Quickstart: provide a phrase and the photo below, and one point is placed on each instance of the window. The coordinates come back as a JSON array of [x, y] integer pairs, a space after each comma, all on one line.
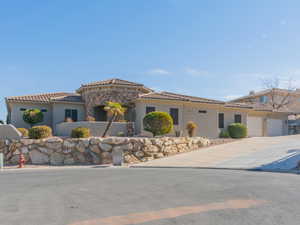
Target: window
[[237, 118], [71, 113], [221, 120], [174, 115], [202, 111], [263, 99], [150, 109]]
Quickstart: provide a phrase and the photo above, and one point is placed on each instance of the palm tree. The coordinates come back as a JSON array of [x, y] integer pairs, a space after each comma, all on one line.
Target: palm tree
[[113, 109]]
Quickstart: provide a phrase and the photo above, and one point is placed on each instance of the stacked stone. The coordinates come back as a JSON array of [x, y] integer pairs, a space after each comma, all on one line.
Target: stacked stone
[[68, 151]]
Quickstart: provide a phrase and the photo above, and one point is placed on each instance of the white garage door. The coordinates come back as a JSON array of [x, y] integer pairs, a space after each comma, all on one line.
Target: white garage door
[[255, 126], [275, 127]]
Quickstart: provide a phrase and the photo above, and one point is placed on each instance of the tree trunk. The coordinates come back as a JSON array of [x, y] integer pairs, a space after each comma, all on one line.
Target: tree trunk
[[109, 125]]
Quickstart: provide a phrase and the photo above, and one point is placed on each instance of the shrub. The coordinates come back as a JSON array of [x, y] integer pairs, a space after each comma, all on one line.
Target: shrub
[[224, 134], [80, 132], [237, 130], [40, 132], [191, 128], [90, 119], [23, 131], [158, 123], [121, 134], [68, 120], [33, 116]]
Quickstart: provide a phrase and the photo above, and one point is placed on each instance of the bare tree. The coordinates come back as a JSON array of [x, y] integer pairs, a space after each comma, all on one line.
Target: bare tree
[[280, 93]]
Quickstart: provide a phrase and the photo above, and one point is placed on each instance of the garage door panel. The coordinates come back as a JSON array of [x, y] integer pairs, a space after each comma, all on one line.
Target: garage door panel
[[255, 126], [275, 127]]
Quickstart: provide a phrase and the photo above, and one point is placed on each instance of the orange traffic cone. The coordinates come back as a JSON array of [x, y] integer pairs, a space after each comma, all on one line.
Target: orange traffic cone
[[21, 160]]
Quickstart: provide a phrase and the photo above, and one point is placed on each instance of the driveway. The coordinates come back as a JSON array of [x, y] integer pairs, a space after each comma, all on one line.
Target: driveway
[[126, 196], [264, 153]]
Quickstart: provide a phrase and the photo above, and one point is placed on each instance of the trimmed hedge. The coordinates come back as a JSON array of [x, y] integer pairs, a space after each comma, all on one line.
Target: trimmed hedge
[[224, 134], [80, 132], [23, 131], [40, 132], [191, 128], [237, 130], [158, 123]]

--------------------------------------------------

• [JOB]
Turn every line of the data above into a numbered list, skipping any blank lines. Leave the pictures out.

• [FULL RESPONSE]
1. Quickstart: provide a phrase and the photo below, and one point is placed on each instance of the window. The coordinates come back as a JSON array of [x, y] integer pairs, a space after each comma, all on one line.
2. Target: window
3. [[237, 118], [71, 113], [221, 120], [174, 115], [202, 111], [263, 99], [150, 109]]
4. Quickstart: provide a phrase and the photo above, and one point is placed on each instance of the palm tree. The coordinates come back as a JSON array of [x, y] integer pairs, a space after each comma, all on one line.
5. Target: palm tree
6. [[113, 109]]
7. Quickstart: provide a phrase and the photo above, and one point is placed on each instance of the stacked stone. The coordinates come back as a JSON array of [x, y] integer pairs, a space after each comma, all on one line.
8. Target: stacked stone
9. [[68, 151]]
10. Quickstart: provide a phrase and the photo above, and one point is placed on each instance of the white garage door. The coordinates come back as a JSON array of [x, y] integer pairs, a space after each comma, all on one line.
11. Target: white garage door
12. [[255, 126], [275, 127]]
13. Quickstart: provide a phrase and the photo above, and one point is placed on each instance of the tree trunk. The coordinates come back as a JSON array of [x, y] integer pairs, a space after each comma, all on one line.
14. Target: tree trunk
15. [[109, 125]]
16. Quickstart: provide a phrase and the photo above, and one point is placed on each instance of the shrub. The coordinates come back as a JSON array of [x, y] integer pairs, a space after each comma, all on one line.
17. Target: shrub
18. [[224, 134], [80, 132], [237, 130], [40, 132], [191, 128], [90, 119], [23, 131], [158, 123], [121, 134], [68, 120], [33, 116]]
19. Quickstart: provide a phrase and the photo above, and one point is placed on each instance of the bare tree. The coordinates come back as a JSON array of [x, y] integer pairs, a space after each comma, all on one line.
20. Target: bare tree
21. [[280, 93]]
22. Quickstart: provide a phrase and the photo above, and one point is placed on each instance of the garage door panel. The coordinates come back as a JSON array of [x, y] integer pairs, a space after each comma, all on one line.
23. Target: garage door panel
24. [[255, 126], [275, 127]]
25. Quickstart: provide a phrase and the photo above, and one point is placed on each instance of the orange traffic cone. The coordinates come back as a JSON array of [x, y] integer pairs, a space after each comma, all on one line.
26. Target: orange traffic cone
27. [[21, 160]]
28. Quickstart: provide a phrase and the photo above, and one point is placed on each instance of the driveway. The coordinates come back as a JSON array of [x, y] integer pairs, a space after each comma, all on one line.
29. Target: driveway
30. [[126, 196], [264, 153]]
31. Quickstart: provide a phrase and the photo above, and one point is placed on each instance of the trimmed hedge. The coordinates come back as a JSON array of [x, y] integer pairs, a space after each comma, all on one line.
32. Target: trimmed hedge
33. [[224, 134], [80, 132], [23, 131], [40, 132], [191, 128], [237, 130], [158, 123]]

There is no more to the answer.